> _Work task A_: Copy out the passage on emergency numbers for safety data sheets word for word, between "It sounds simple, but" and "placed on industry.", inclusive.
> _Work task B_: Write what comes next in the passage on emergency numbers for safety data sheets, picking up after its final sentence.

> _Page text_:
◇ ◇ ◇ ◇
Under Article 45 of the European Regulation on classification, labelling and packaging of substances and mixtures (CLP) the telephone number of an officially appointed national advisory body must be displayed as an emergency number on safety data sheets (SDS) for each country in which the product is placed on the market. In plain English, where an official national poison centre exists, its number must be displayed on the relevant SDS.
It sounds simple, but in an informative blog post last year, NCEC’s Jon Gibbard drew attention to some of the many legal, practical and operational issues facing companies trying to comply with this legislation. Efforts are underway to create a harmonised network of poison centres and, if successful, we predict this will vastly reduce the compliance burden placed on industry.
However, the debate about poison centres rarely touches on another important point - the emergency support offered by poison centres is insufficient to deal with all types of emergency. REACH requires an emergency telephone number to be available and CLP requires the poison centre number to be shown, but how do these requirements cater for when a spillage, fire or reaction occurs?
A common response to this shortcoming by industry is to engage with multiple emergency response providers to support different elements of their needs. Poison centres for the provision of medical advice and an outsourced provider, such as NCEC, for other types of call. The problem here is that the scope of debate about harmonising poison centres is not wide enough. Even if European poison centres are harmonised, industry will still have to rely on multiple service providers to handle multiple types of emergency – the result being additional cost, risk and continued multiple SDS registrations.
◇ ◇ ◇ ◇
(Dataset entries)
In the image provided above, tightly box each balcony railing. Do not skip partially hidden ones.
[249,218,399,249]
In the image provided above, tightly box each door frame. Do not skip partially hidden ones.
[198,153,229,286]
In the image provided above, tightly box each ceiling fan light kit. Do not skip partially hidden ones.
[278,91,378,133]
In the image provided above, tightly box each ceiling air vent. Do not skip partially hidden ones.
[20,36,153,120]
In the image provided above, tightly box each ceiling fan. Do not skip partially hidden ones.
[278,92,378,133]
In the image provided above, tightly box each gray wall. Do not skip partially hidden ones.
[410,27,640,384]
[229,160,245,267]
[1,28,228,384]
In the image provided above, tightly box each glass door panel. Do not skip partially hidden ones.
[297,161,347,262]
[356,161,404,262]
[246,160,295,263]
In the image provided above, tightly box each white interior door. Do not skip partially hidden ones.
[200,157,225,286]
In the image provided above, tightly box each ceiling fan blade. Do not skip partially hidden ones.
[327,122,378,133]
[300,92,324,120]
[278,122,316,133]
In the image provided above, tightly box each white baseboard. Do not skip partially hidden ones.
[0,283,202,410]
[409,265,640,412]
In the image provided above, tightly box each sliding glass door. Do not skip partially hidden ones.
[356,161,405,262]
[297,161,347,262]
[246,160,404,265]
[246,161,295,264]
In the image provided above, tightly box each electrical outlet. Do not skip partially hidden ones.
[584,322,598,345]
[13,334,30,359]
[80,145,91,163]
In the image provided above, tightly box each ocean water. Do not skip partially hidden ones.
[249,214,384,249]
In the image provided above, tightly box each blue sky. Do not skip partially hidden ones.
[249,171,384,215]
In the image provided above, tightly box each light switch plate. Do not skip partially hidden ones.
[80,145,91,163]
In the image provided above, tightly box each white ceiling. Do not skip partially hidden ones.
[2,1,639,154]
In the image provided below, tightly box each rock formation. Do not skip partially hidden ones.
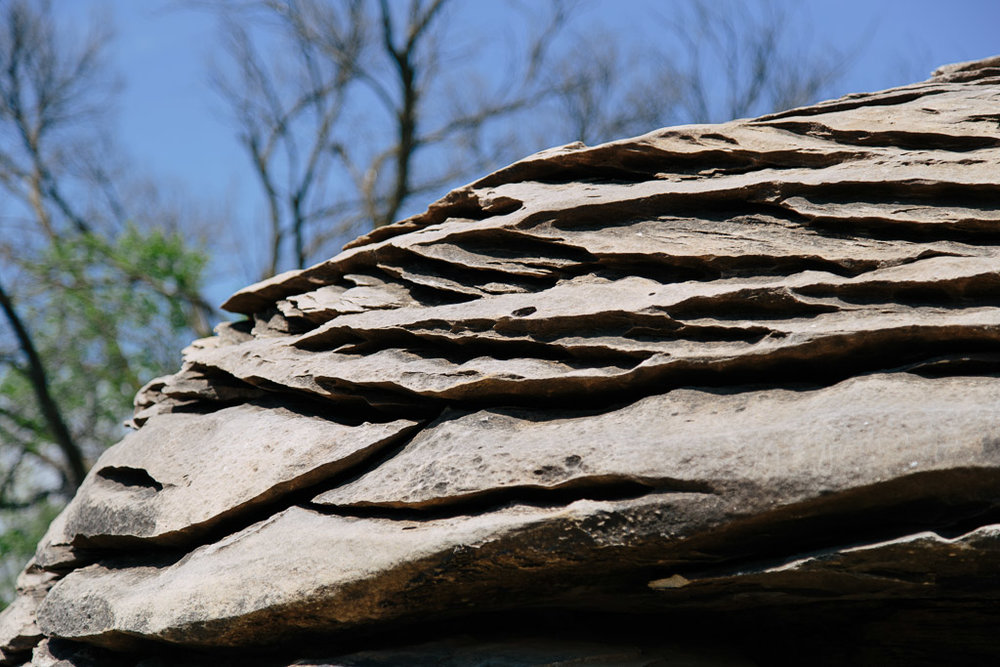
[0,57,1000,667]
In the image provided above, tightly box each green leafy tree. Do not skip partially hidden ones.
[0,0,213,604]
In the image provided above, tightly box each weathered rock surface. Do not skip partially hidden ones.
[0,58,1000,667]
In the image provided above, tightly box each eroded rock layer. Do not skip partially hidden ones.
[0,58,1000,666]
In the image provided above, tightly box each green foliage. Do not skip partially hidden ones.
[0,224,207,612]
[0,502,59,609]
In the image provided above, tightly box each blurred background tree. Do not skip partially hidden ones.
[0,0,845,605]
[0,0,215,600]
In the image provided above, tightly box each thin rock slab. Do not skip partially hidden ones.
[315,373,1000,508]
[48,404,417,547]
[38,492,726,648]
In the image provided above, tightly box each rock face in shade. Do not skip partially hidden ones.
[0,58,1000,667]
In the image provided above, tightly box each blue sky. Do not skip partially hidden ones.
[53,0,1000,293]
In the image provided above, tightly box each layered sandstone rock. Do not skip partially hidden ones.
[0,58,1000,666]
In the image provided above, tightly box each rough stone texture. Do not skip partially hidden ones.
[0,58,1000,667]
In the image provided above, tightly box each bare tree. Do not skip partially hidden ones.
[213,0,844,277]
[208,0,568,276]
[0,0,213,603]
[552,0,850,143]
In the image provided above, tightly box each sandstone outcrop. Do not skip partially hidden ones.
[0,57,1000,667]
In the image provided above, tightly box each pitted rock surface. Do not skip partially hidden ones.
[0,58,1000,667]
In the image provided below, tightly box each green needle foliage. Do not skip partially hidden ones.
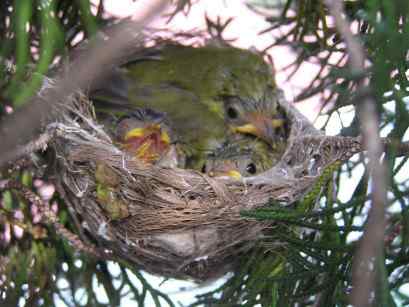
[0,0,409,307]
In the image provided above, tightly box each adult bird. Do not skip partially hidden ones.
[91,44,286,169]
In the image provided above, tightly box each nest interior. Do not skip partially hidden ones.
[48,79,360,281]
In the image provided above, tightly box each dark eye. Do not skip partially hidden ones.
[227,107,239,119]
[246,163,257,175]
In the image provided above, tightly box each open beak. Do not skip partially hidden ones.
[232,115,285,143]
[122,124,170,163]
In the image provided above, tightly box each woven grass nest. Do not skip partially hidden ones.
[49,76,359,281]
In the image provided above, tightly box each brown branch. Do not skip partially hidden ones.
[0,0,167,166]
[325,0,387,306]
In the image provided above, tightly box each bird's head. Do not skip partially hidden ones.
[224,90,289,146]
[204,136,281,180]
[117,109,171,163]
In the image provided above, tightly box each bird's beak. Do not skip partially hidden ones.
[232,115,285,142]
[226,170,241,180]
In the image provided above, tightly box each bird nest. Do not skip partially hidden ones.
[48,89,360,280]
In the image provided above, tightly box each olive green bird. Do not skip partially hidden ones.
[204,136,285,180]
[90,44,287,169]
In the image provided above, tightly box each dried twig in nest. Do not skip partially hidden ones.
[37,85,361,280]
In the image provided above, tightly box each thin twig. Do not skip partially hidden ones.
[0,0,167,166]
[325,0,386,306]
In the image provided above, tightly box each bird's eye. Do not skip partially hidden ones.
[246,163,257,175]
[227,107,239,119]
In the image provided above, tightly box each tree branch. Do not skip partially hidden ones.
[325,0,387,306]
[0,0,167,166]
◇ ◇ ◇ ◇
> _Task output A_:
It sounds simple, but in an informative blog post last year, NCEC’s Jon Gibbard drew attention to some of the many legal, practical and operational issues facing companies trying to comply with this legislation. Efforts are underway to create a harmonised network of poison centres and, if successful, we predict this will vastly reduce the compliance burden placed on industry.

> _Task output B_:
One aim of the REACH regulation is to provide a high level of protection of human health and the environment from the use of chemicals*. Therefore, would it not be sensible for ECHA to set standards for what competencies are required from telephone emergency support to unify these elements of protection? A single, European-wide system for handling all types of chemical emergencies would reduce the burden on industry and reduce non-compliance. Such a centre would need to operate 24/7, have a wide range of technical competence and be able to handle emergency calls in multiple languages.
NCEC welcomes a wider debate about the role of the poison centre and of the emergency response provider in ensuring a safe chemical environment in Europe. We invite views on the matter via our survey in partnership with Chemical Watch: https://www.surveymonkey.com/s/EUPoisoncentres (survey is open until 10 February 2014).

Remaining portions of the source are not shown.